**Source excerpt:**

»»

Search Challenge (9/2/15): How to search in a scanned document?

If your research is like mine…

… you fairly frequently find a document that’s from another era. It doesn’t even have to be that long ago before you find yourself dealing with infernally annoying crufty docs.

For instance, when I’m searching, I fairly often find a document that was scanned as an image. It’s great to have the document in the first place, but as a scan, it’s often less than completely useful.

Here’s an example. A document I found in one of my research studies was this excellent paper that’s available only in a scanned PDF format. (Here’s the LINK to the paper.) When you open it up, you’ll see sections that appear like this:

Of course, our usual Control-F / CMD-F tricks don’t work on this kind of scanned doc, and since this is a long paper, it makes it very much harder to read. In particular, what I WANT is this–something I CAN use Control-F on:

Our SearchResearch Challenge for this week is meant to give you an additional powerful tool for importing scanned documents and making them findable.

««

**Data extract:**
»»

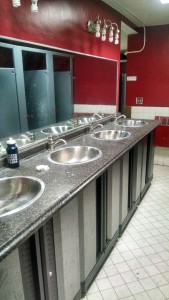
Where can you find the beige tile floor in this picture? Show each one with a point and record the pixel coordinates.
(138, 266)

««

**Requests:**
a. Copy out the stretch of the post on searching scanned documents from "For instance, when" through "making them findable.".
b. Write the next part of the post on searching scanned documents, picking up after its final sentence.
The post on searching scanned documents is unrelated to the material placed after it.

**Outputs by task:**
a.
For instance, when I’m searching, I fairly often find a document that was scanned as an image. It’s great to have the document in the first place, but as a scan, it’s often less than completely useful.

Here’s an example. A document I found in one of my research studies was this excellent paper that’s available only in a scanned PDF format. (Here’s the LINK to the paper.) When you open it up, you’ll see sections that appear like this:

Of course, our usual Control-F / CMD-F tricks don’t work on this kind of scanned doc, and since this is a long paper, it makes it very much harder to read. In particular, what I WANT is this–something I CAN use Control-F on:

Our SearchResearch Challenge for this week is meant to give you an additional powerful tool for importing scanned documents and making them findable.

b.
1. How can you transform this document (LINK) into something that you can search within?

2. Once you’ve done that, can you determine how many times the authors refer to “multiple documents” in that paper? (This was my original search task–finding interesting papers about how people read multiple documents at the same reading session. That’s how I found this paper.)

So this Challenge is really about “tool finding” — can you figure out how to convert from a scanned document into a readable / findable / searchable one?

(Big hint: It’s much easier than you think.)

Let us know how you found out how to do the magic process!

Search on!